The records:
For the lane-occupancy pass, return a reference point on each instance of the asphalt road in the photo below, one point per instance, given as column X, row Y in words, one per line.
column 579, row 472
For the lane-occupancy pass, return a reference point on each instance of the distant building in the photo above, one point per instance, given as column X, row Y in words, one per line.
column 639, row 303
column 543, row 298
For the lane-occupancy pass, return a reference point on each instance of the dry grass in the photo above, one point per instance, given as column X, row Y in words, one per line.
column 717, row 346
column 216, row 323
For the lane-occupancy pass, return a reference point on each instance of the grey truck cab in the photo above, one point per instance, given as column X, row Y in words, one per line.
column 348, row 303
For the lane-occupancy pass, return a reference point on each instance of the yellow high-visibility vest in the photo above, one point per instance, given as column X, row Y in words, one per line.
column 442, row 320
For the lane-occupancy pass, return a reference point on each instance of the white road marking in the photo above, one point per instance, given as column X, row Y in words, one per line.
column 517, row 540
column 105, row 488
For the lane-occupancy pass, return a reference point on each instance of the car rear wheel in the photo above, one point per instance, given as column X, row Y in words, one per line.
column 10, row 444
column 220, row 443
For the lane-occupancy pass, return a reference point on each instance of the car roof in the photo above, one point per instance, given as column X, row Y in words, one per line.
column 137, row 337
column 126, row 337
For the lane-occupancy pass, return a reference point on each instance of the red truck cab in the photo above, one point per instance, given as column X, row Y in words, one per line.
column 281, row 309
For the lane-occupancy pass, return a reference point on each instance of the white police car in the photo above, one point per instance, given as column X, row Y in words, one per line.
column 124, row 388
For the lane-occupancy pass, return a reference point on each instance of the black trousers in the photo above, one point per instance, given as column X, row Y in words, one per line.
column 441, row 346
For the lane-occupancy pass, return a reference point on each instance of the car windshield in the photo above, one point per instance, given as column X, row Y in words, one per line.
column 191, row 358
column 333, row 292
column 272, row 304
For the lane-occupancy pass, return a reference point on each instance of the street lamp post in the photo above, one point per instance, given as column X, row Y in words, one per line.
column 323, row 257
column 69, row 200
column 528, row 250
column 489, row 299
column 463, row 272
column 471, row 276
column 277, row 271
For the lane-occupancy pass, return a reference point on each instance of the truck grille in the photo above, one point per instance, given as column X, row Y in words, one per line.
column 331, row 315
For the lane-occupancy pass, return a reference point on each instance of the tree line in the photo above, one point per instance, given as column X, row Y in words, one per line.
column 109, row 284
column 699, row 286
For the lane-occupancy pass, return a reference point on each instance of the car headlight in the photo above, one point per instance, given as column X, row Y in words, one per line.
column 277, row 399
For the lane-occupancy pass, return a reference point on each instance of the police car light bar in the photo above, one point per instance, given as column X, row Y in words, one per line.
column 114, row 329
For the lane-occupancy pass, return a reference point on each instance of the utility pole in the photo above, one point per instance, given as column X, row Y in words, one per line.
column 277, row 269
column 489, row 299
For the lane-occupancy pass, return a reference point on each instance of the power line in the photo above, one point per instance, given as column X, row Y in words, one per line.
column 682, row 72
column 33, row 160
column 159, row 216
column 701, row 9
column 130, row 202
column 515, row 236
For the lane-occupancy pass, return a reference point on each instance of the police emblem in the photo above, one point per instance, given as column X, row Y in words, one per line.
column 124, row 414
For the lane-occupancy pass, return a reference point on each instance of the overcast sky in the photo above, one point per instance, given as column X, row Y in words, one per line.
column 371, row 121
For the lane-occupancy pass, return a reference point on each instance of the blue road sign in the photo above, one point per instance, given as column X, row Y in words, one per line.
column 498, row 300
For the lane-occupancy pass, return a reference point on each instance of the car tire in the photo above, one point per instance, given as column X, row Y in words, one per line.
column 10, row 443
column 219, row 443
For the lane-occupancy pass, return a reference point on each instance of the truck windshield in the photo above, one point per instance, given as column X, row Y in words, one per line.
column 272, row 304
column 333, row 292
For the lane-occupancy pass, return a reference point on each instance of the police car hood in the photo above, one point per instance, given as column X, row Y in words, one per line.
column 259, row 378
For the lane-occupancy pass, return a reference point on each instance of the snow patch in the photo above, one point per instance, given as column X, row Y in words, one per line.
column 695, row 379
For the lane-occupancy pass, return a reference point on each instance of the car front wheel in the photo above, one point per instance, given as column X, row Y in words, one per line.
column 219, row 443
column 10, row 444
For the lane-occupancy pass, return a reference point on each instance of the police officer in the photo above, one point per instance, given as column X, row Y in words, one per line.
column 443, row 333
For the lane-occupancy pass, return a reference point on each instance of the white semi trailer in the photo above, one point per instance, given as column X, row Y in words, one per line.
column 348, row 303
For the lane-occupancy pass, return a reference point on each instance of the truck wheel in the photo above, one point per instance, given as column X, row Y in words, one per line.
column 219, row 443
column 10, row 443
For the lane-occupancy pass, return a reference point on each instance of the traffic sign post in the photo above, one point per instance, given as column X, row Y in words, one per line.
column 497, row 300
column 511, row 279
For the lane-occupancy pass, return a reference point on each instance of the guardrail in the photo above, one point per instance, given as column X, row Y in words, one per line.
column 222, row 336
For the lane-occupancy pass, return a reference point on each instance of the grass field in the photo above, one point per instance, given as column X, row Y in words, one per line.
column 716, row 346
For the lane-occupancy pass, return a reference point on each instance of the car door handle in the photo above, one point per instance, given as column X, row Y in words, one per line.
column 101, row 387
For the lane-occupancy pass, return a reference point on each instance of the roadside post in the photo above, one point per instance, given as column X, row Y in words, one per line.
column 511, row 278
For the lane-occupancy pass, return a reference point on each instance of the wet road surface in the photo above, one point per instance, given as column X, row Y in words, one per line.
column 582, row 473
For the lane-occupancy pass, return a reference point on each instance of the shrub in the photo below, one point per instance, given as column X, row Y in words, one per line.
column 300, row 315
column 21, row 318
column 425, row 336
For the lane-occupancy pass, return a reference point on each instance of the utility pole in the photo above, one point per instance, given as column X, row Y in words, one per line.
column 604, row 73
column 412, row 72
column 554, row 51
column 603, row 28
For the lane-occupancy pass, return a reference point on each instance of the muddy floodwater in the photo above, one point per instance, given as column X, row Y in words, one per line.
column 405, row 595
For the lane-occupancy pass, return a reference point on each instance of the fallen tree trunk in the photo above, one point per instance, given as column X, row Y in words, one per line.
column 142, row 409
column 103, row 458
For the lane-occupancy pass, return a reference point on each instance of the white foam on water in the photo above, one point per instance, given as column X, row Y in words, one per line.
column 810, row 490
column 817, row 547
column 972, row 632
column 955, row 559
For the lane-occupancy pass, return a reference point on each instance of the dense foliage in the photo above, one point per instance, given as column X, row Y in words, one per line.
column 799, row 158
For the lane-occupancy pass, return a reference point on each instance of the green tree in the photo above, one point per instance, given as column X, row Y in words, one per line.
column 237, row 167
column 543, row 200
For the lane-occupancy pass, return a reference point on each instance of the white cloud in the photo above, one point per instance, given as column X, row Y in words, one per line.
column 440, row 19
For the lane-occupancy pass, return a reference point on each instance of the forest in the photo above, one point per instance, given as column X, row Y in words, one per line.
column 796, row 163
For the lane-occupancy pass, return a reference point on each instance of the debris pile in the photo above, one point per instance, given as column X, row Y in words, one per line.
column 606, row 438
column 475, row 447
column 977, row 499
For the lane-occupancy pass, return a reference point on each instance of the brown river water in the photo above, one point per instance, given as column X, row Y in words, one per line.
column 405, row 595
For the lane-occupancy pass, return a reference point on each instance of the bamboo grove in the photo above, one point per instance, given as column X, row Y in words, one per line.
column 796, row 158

Exercise:
Could you reproduce every entry above exactly as written?

Output for this task:
For the lane-occupancy pass, return a reference point on each instance of the asphalt road in the photo below, one point per instance, given as column X, row Y in words, one per line.
column 579, row 472
For the lane-occupancy pass, return a reference point on each instance of the distant building in the photo above, one point per instance, given as column X, row Y in words, one per line.
column 639, row 303
column 543, row 298
For the lane-occupancy pass, return a reference point on each instance of the dry grass in the photo above, one point per instance, given as column X, row Y in words, one per line.
column 717, row 346
column 216, row 323
For the lane-occupancy pass, return a reference point on each instance of the grey truck cab in the photo above, one point per instance, given as column X, row Y in words, one per line.
column 348, row 303
For the lane-occupancy pass, return a reference point on each instance of the yellow high-visibility vest in the photo above, one point per instance, given as column X, row Y in words, one per line.
column 442, row 320
For the lane-occupancy pass, return a reference point on each instance of the white road marking in the photo above, one point per instance, given as column X, row Y in words, one per line.
column 517, row 540
column 105, row 488
For the lane-occupancy pass, return a reference point on each instance of the car rear wheel in the photo above, one point per instance, given as column X, row Y in words, one per line.
column 10, row 444
column 220, row 443
For the lane-occupancy pass, return a reference point on each instance of the car roof in the photo above, one point per instance, given as column X, row Y in words, one per line.
column 137, row 337
column 126, row 337
For the lane-occupancy pass, return a reference point on each instance of the red truck cab in the photo above, one point per instance, given as column X, row Y in words, one per line.
column 281, row 309
For the lane-occupancy pass, return a reference point on each instance of the white police car in the photo above, one point per instance, given as column X, row Y in words, one per line.
column 124, row 388
For the lane-occupancy pass, return a reference point on each instance of the black trousers in the photo above, one point per instance, given as column X, row Y in words, one per line.
column 441, row 346
For the lane-occupancy pass, return a reference point on each instance of the car windshield in the photo above, one point per instance, given as column X, row Y in words, one per line.
column 191, row 358
column 333, row 292
column 272, row 304
For the lane-occupancy pass, return a reference point on each instance of the street lamp post in the photo above, one point per instance, given as column X, row Y in words, one per line.
column 323, row 257
column 69, row 200
column 528, row 250
column 489, row 299
column 463, row 272
column 471, row 276
column 277, row 271
For the lane-occupancy pass, return a reference point on each instance of the truck grille in the photo above, one point per instance, given as column X, row Y in words, one per line.
column 331, row 315
For the lane-occupancy pass, return a reference point on each instance of the tree line in the photo above, one point per instance, given as column X, row Y in words, one per line.
column 109, row 284
column 699, row 286
For the lane-occupancy pass, return a reference point on each instance of the car headlight in the photo above, one point per instance, given as column X, row Y in words, one per line.
column 277, row 399
For the lane-occupancy pass, return a reference point on each instance of the police car light bar in the photo above, one point per instance, given as column X, row Y in words, one per line.
column 114, row 329
For the lane-occupancy pass, return a reference point on each instance of the utility pole in the photo above, one point per instance, given as column X, row Y in words, one per line.
column 277, row 269
column 489, row 299
For the lane-occupancy pass, return a reference point on each instance of the power line in the photo above, one point per instance, given as column X, row Y in words, one per line.
column 682, row 72
column 33, row 160
column 159, row 216
column 701, row 9
column 130, row 202
column 515, row 236
For the lane-occupancy pass, return a reference point on each instance of the police emblem in the photo above, one point per instance, given as column X, row Y in words, one per line.
column 124, row 414
For the lane-occupancy pass, return a reference point on each instance of the overcast sky in the photo above, one point per instance, given as column X, row Y in words, one per line.
column 371, row 121
For the lane-occupancy pass, return a reference point on each instance of the blue road sign in the photo above, one point per instance, given as column X, row Y in words, one per line.
column 498, row 300
For the lane-occupancy pass, return a reference point on each instance of the car tire in the photo above, one point per instance, given as column X, row Y in words, one per line.
column 10, row 443
column 219, row 443
For the lane-occupancy pass, return a reference point on each instance of the truck windshield in the photo above, one point per instance, given as column X, row Y in words, one per line.
column 272, row 304
column 333, row 292
For the lane-occupancy pass, return a reference point on each instance of the police car hood in the photo above, one point per instance, given as column X, row Y in words, one per line.
column 259, row 378
For the lane-occupancy pass, return a reference point on each instance of the snow patch in the photo above, one point per instance, given as column X, row Y in words, one per line.
column 695, row 379
For the lane-occupancy pass, return a reference point on each instance of the car front wheel in the photo above, one point per instance, given as column X, row Y in words, one per line.
column 219, row 443
column 10, row 444
For the lane-occupancy pass, return a reference point on each instance of the police officer in the photo above, one point per instance, given as column X, row Y in words, one per line.
column 443, row 333
For the lane-occupancy pass, return a reference point on each instance of the white semi trailer in the photo above, one point per instance, given as column X, row Y in words, one per line.
column 348, row 303
For the lane-occupancy pass, return a reference point on each instance of the truck wheel in the photo above, one point per instance, given as column X, row Y in words, one per line.
column 219, row 443
column 10, row 443
For the lane-occupancy pass, return a reference point on each instance of the traffic sign post in the photo above, one point per instance, given as column X, row Y in words, one per line.
column 497, row 300
column 511, row 279
For the lane-occupancy pass, return a reference point on each instance of the guardrail in the photo above, one point per instance, given as column X, row Y in words, one per line.
column 222, row 336
For the lane-occupancy pass, return a reference point on each instance of the grass field in the photo above, one point per instance, given as column X, row Y in words, one per line.
column 716, row 346
For the lane-occupancy pass, return a reference point on each instance of the car door handle in the photo above, one point per instance, given as column X, row Y in words, one per line.
column 101, row 387
For the lane-occupancy pass, return a reference point on each instance of the roadside post in the photo above, one point per instance, given as column X, row Y in words, one per line.
column 511, row 278
For the lane-occupancy pass, return a reference point on each instance of the wet road surface in the photo above, one point per instance, given as column X, row Y in words, one per line.
column 582, row 473
For the lane-occupancy pass, return a reference point on each instance of the shrub in the photo below, one point per instance, given as column X, row Y in words, one per line.
column 300, row 315
column 21, row 318
column 425, row 336
For the lane-occupancy pass, return a reference point on each instance of the utility pole in the photo above, one point per instance, given as column X, row Y in words, one per line.
column 604, row 73
column 412, row 72
column 554, row 51
column 603, row 28
For the lane-occupancy pass, return a reference point on each instance of the muddy floodwater in the photo above, one point per instance, given as column X, row Y in words, one per line.
column 405, row 595
For the lane-occupancy pass, return a reference point on each instance of the fallen tree trunk in the photo above, one point per instance, given as column X, row Y in words, one per line.
column 142, row 409
column 103, row 458
For the lane-occupancy pass, return a reference point on each instance of the white foam on water in the photo above, one point per instance, given as column X, row Y in words, one per line.
column 810, row 490
column 817, row 547
column 972, row 632
column 955, row 559
For the lane-occupancy pass, return a reference point on each instance of the dense foliage in the photo above, one point per instance, given as column X, row Y in words, one per line.
column 799, row 158
For the lane-occupancy pass, return a reference point on each instance of the green tree in the photo above, one point per instance, given as column X, row Y in words, one per line.
column 237, row 167
column 543, row 200
For the lane-occupancy pass, return a reference point on each instance of the white cloud in the photo above, one point per instance, given as column X, row Y in words, one per line.
column 440, row 19
For the lane-occupancy pass, return a reference point on each instance of the forest in the photo above, one point per instance, given as column X, row Y in words, one per line.
column 796, row 163
For the lane-occupancy pass, return a reference point on each instance of the debris pile in the photo above, one point per instance, given as column X, row Y in words, one per line.
column 606, row 438
column 475, row 447
column 977, row 499
For the lane-occupancy pass, return a reference point on each instance of the brown river water in the photo above, one point per instance, given as column X, row Y in words, one per line.
column 405, row 595
For the lane-occupancy pass, return a reference point on each instance of the bamboo grove in the photo above, one point per instance, given as column X, row Y in words, one per line.
column 796, row 158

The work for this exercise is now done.